◆ **Problem description**
The word "concrete" marks the lines to find; copy every such line from the data below.

◆ **Data shown**
########
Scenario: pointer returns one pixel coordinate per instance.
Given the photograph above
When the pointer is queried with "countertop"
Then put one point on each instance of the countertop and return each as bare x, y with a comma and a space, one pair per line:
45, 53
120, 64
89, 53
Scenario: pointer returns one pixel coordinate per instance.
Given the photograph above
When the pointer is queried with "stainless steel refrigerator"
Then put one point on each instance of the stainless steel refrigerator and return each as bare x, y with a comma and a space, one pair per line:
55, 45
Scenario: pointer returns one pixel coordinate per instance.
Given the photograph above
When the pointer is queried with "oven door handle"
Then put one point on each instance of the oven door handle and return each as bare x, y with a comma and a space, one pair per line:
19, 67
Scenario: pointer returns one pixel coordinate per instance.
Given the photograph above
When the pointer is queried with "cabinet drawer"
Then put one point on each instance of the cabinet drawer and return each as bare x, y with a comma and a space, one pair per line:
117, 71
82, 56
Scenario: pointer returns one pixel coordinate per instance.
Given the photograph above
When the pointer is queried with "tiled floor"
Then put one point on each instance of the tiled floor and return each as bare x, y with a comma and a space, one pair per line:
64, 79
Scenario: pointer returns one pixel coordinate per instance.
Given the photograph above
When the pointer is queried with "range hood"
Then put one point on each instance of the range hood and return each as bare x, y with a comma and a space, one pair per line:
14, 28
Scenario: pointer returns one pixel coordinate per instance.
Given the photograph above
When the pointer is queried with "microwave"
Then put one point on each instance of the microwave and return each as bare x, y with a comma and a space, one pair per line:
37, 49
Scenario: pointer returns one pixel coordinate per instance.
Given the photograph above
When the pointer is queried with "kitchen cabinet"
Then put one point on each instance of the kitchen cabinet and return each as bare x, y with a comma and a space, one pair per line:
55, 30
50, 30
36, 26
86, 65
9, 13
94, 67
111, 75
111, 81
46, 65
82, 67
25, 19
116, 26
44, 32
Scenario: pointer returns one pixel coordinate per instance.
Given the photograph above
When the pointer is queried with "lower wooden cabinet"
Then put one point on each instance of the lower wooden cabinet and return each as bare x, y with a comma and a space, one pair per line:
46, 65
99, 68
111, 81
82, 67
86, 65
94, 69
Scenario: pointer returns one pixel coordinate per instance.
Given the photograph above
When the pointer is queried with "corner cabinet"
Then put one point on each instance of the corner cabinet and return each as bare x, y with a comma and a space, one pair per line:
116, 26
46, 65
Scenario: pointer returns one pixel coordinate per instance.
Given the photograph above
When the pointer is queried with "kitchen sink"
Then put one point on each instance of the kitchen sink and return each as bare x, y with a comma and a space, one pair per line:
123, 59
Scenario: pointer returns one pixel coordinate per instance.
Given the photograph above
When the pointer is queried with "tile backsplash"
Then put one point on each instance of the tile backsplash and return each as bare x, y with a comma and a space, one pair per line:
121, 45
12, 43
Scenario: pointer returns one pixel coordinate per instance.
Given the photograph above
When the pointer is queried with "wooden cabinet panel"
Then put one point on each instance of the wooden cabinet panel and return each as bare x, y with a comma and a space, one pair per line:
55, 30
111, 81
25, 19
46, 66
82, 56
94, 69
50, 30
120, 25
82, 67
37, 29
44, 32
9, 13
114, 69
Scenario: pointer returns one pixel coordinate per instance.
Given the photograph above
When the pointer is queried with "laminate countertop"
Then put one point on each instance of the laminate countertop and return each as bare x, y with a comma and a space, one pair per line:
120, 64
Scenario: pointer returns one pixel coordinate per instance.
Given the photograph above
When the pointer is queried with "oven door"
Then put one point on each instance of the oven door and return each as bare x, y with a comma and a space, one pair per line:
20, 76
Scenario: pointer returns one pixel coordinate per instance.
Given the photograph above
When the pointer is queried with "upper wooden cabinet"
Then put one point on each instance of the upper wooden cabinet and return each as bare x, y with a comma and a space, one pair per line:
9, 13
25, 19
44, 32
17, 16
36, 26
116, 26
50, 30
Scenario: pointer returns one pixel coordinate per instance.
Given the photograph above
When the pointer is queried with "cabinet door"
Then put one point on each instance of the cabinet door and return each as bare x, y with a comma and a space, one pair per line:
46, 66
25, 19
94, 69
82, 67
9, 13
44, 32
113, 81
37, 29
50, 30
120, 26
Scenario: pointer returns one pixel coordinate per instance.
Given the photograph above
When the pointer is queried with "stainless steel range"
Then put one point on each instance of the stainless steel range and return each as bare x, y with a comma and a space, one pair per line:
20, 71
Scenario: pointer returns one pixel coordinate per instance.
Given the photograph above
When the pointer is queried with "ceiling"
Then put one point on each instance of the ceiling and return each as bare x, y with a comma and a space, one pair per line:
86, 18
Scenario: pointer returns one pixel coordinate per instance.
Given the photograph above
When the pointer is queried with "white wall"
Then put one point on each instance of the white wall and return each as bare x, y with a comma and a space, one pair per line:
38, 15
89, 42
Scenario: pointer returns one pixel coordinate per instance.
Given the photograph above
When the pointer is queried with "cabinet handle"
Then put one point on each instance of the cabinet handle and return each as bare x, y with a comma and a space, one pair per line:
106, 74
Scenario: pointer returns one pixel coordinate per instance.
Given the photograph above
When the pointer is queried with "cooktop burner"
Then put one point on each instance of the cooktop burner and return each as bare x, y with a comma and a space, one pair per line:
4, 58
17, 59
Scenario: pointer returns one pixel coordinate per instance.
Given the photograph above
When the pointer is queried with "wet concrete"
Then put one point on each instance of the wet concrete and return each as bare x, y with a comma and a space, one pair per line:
########
◆ **Written response**
When the pointer is queried with "wet concrete"
Then put one point on each instance of the wet concrete and return each as bare x, y with a comma and a space, one pair per line:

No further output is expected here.